▸ **Textauszug**
===

Rede von Dr. Hermann Ehlers
  • Parteizugehörigkeit zum Zeitpunkt der Rede: (CDU)
  • Letzte offizielle eingetragene Parteizugehörigkeit: (CDU)
Das Wort hat der Herr Bundesminister der Justiz.

  • insert_commentNächste Rede als Kontext
    Rede von Dr. Thomas Dehler


    • Parteizugehörigkeit zum Zeitpunkt der Rede: (None)
    • Letzte offizielle eingetragene Parteizugehörigkeit: (FDP)

    Herr Präsident! Meine Damen und Herren! Die Bundesregierung stimmt mit den Antragstellern und mit den Interpellanten in der Bewertung des Falles Kemritz und des Verhaltens der amerikanischen Stellen im Zusammenhange mit dem Fall Kemritz durchaus überein.

===

Überarbeite im Redeauszug den Abschnitt, der mit den Worten „Herr Präsident! Meine“ anfängt und mit „Kemritz durchaus überein.“ schließt, und setze dabei „Regierung“ an die Stelle von „Bundesregierung“.

Aus einer Sammlung entnommene Daten:
===

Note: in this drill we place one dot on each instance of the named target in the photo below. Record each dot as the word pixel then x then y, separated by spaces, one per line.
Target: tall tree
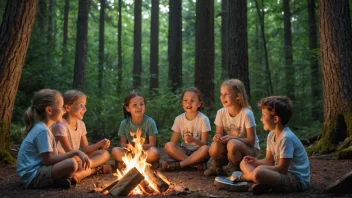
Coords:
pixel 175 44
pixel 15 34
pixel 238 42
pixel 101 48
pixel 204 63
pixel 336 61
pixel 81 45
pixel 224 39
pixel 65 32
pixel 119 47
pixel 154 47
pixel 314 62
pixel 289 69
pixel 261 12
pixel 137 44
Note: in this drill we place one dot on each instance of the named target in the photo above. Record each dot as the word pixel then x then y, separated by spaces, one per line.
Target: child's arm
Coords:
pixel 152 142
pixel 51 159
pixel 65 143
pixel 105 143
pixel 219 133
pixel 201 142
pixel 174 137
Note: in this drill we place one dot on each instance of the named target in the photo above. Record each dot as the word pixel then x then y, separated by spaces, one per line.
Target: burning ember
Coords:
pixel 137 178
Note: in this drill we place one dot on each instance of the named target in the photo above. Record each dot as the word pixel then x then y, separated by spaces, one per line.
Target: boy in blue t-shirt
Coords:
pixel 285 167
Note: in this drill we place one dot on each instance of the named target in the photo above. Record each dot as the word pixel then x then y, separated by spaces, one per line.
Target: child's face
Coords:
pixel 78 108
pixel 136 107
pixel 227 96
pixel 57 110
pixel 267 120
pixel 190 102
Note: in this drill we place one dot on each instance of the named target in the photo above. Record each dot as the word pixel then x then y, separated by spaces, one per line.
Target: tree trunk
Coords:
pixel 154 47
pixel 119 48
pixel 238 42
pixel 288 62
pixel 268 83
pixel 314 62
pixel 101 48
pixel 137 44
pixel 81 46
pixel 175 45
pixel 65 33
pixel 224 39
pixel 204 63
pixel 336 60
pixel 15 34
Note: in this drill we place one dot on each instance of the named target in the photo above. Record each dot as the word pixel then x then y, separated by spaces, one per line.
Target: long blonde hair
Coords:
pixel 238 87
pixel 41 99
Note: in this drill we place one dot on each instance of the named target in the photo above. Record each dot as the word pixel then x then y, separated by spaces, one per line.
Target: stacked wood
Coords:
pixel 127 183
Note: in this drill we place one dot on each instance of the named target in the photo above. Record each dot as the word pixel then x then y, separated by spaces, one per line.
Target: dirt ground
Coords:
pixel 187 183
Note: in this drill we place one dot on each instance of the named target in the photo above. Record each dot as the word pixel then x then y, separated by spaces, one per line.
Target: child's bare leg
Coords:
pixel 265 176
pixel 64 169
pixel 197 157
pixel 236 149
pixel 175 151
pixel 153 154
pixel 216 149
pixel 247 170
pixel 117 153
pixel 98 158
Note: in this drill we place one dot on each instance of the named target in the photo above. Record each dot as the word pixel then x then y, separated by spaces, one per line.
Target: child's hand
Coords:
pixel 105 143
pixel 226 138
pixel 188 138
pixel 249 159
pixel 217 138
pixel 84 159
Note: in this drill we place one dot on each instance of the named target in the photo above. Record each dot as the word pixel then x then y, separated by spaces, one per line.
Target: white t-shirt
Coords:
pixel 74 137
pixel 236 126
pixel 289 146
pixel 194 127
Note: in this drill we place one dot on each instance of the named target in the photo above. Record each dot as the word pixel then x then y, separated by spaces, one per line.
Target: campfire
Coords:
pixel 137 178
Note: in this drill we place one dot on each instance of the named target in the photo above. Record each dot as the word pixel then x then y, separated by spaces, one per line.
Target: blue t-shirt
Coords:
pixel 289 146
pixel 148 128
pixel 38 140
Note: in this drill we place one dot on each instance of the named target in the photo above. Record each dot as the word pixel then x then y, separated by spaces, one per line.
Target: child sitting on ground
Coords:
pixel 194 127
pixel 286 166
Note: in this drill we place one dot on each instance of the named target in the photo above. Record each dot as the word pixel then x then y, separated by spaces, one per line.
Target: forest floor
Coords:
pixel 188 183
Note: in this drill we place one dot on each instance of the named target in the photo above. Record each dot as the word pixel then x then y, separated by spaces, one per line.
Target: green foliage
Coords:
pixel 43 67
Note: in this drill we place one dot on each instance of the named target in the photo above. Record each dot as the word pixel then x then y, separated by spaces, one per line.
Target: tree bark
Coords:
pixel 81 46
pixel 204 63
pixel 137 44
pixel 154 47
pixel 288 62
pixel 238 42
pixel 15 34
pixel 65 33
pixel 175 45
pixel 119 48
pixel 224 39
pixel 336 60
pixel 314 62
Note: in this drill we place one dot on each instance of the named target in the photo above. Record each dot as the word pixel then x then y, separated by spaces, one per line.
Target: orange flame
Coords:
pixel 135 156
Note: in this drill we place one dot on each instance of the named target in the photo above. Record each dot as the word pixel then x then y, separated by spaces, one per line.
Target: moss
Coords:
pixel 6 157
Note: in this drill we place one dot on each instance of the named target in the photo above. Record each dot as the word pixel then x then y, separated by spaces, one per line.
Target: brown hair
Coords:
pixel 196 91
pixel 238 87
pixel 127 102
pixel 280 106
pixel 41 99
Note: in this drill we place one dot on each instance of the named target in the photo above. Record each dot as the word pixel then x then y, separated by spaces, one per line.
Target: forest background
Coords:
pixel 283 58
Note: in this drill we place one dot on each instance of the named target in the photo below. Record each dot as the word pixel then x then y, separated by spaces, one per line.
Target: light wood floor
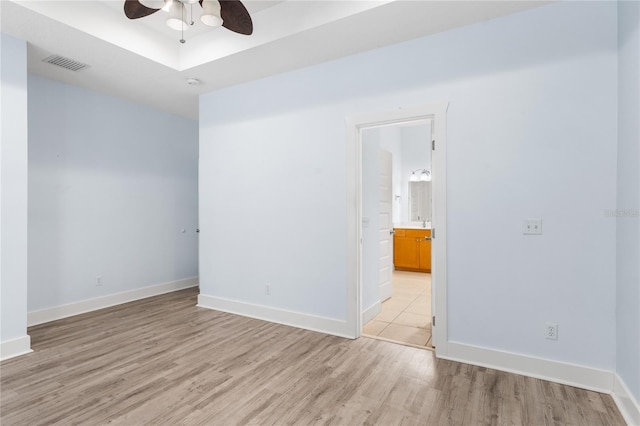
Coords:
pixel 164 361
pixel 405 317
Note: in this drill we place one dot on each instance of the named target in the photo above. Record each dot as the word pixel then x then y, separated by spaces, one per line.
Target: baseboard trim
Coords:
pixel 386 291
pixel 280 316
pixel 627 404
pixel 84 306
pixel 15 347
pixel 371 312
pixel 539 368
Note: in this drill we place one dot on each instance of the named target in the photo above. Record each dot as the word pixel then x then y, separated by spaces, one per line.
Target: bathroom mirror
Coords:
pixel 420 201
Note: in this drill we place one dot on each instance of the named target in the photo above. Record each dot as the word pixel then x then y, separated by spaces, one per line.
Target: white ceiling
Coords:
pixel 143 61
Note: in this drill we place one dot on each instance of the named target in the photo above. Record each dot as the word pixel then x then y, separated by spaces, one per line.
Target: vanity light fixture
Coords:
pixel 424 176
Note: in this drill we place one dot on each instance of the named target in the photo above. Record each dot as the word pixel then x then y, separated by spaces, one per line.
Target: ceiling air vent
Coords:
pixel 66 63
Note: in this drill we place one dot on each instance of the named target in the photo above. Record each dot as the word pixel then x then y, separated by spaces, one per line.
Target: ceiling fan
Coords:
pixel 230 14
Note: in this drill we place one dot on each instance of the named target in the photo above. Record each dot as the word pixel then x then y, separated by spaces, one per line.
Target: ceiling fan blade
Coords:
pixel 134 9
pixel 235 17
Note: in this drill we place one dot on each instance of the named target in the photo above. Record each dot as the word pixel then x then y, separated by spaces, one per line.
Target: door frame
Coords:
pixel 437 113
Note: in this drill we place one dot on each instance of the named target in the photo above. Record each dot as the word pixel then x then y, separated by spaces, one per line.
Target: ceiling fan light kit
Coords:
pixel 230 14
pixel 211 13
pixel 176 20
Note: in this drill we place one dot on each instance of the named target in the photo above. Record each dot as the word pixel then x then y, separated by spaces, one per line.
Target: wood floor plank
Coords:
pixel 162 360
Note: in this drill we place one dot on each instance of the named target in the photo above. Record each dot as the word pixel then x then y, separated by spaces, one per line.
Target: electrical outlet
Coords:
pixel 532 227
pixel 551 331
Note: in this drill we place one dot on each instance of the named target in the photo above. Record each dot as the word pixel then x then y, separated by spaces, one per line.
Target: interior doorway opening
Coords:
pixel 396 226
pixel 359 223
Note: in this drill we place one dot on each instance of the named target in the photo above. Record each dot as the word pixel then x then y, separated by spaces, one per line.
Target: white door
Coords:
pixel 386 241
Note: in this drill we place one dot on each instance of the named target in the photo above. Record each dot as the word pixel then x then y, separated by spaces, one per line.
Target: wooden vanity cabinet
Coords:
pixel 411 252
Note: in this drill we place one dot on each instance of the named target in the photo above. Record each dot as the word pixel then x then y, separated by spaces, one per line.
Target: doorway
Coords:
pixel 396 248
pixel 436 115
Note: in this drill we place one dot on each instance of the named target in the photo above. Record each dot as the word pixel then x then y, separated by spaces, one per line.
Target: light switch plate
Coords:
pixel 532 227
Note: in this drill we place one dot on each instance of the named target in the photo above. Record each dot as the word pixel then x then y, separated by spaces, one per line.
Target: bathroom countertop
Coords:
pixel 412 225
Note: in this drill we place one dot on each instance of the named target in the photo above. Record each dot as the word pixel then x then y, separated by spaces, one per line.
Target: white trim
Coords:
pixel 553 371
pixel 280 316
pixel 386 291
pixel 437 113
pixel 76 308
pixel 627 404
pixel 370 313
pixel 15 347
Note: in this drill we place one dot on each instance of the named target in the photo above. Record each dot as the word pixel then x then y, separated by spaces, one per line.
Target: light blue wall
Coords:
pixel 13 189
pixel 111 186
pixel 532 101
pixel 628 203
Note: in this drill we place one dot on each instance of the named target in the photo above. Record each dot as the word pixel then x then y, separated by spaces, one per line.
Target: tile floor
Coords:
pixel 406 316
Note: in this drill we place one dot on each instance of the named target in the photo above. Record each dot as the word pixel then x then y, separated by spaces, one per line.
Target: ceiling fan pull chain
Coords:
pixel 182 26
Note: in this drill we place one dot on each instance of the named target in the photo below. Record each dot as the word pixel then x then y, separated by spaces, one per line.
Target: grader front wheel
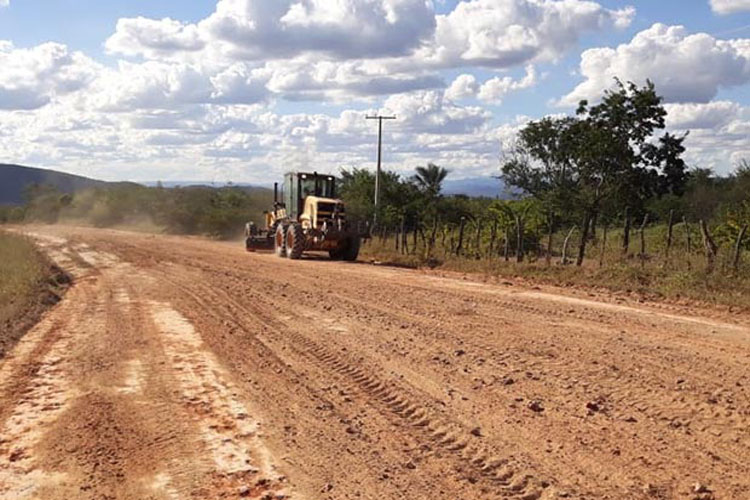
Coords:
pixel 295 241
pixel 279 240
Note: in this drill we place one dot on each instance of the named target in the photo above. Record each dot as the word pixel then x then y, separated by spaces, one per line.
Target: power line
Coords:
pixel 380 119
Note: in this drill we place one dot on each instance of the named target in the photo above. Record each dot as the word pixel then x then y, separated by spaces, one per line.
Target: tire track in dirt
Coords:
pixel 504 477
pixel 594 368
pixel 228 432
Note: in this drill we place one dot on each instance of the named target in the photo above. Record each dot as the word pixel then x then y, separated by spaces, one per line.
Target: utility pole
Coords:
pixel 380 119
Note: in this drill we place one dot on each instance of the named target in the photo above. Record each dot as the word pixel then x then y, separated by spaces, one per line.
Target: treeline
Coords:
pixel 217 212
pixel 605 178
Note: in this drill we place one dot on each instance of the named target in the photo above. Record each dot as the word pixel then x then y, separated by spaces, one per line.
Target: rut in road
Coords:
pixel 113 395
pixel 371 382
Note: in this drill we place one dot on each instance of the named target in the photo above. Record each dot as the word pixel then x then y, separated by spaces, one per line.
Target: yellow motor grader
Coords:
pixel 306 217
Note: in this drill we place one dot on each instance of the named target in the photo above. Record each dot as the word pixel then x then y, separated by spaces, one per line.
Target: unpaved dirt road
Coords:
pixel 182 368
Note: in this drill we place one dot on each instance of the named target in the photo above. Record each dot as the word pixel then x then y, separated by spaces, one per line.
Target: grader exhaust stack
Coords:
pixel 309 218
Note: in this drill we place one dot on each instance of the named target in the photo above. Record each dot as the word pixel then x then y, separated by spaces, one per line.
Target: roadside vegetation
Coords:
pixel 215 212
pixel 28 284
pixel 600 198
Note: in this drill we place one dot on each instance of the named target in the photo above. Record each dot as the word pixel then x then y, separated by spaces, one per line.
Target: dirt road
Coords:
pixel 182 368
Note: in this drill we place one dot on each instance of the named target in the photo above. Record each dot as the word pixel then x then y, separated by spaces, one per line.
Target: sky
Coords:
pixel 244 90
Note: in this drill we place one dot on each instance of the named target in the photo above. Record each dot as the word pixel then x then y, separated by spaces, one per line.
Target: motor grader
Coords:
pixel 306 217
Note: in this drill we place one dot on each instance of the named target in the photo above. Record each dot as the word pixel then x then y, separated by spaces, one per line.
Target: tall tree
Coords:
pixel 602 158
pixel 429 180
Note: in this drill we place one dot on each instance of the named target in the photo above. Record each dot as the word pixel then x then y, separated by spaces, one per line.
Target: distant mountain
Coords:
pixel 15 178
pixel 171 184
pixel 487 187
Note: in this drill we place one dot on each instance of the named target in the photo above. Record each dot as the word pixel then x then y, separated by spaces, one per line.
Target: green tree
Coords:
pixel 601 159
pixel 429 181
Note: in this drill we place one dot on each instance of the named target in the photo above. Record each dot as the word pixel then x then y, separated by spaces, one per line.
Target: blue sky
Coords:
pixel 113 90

===

▸ **Musterlösung**
Herr Präsident! Meine Damen und Herren! Die Regierung stimmt mit den Antragstellern und mit den Interpellanten in der Bewertung des Falles Kemritz und des Verhaltens der amerikanischen Stellen im Zusammenhange mit dem Fall Kemritz durchaus überein.